Data:

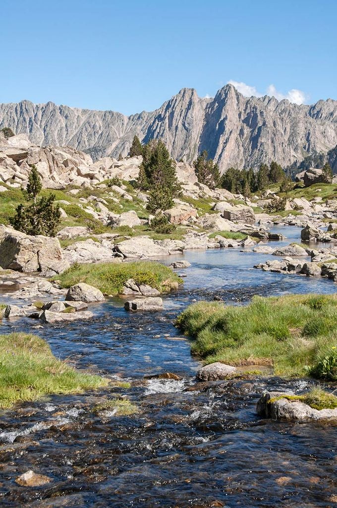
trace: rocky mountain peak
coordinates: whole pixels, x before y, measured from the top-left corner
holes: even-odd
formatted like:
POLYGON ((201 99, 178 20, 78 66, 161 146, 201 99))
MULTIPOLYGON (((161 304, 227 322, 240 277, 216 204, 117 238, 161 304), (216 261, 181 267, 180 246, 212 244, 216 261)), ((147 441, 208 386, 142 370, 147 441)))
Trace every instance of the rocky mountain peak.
* * *
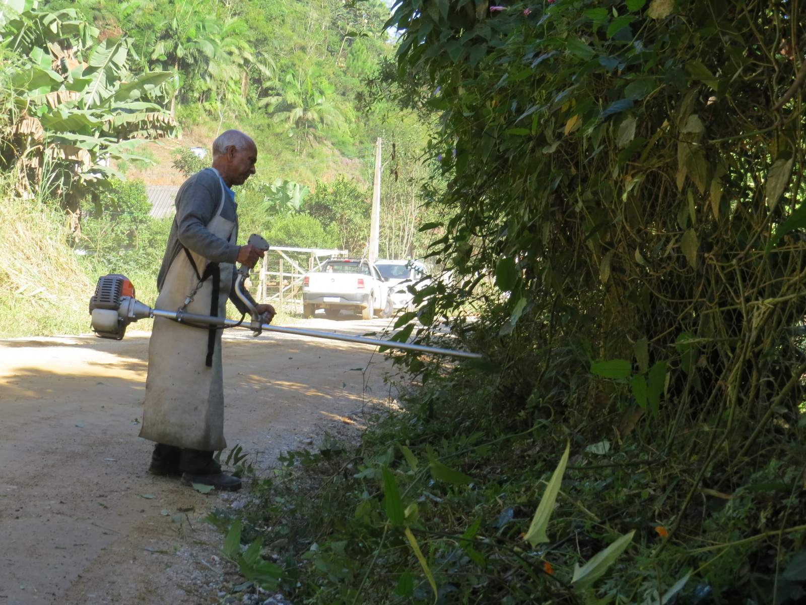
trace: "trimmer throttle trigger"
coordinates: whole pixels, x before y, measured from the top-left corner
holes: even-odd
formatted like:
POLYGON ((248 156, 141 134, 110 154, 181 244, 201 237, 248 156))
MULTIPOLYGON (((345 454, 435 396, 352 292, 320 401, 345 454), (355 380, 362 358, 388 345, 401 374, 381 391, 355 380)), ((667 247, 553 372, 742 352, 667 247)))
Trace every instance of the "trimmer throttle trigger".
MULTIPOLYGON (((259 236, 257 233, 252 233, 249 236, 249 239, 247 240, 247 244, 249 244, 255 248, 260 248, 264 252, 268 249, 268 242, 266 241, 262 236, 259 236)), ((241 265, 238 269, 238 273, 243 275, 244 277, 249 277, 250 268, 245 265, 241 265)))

Problem:
Turn the lines of the listing above, from the line containing "trace: rocky mountain peak" through the line containing "Trace every instance of the rocky", inclusive, into a Markdown table with a Row column numbering each line and a Line column holding its text, skipping any blank lines.

Full response:
| Row | Line |
|---|---|
| 1 | trace: rocky mountain peak |
| 2 | coordinates: whole pixels, x before y, measured from the top-left corner |
| 3 | holes: even-odd |
| 4 | formatted like: |
| 5 | POLYGON ((201 99, 178 20, 78 66, 161 146, 201 99)) |
| 6 | MULTIPOLYGON (((161 304, 227 322, 240 277, 216 204, 117 238, 161 304), (216 261, 181 267, 180 246, 212 244, 216 261)), ((147 441, 208 386, 142 370, 147 441))) |
| 7 | Trace every instance of the rocky mountain peak. |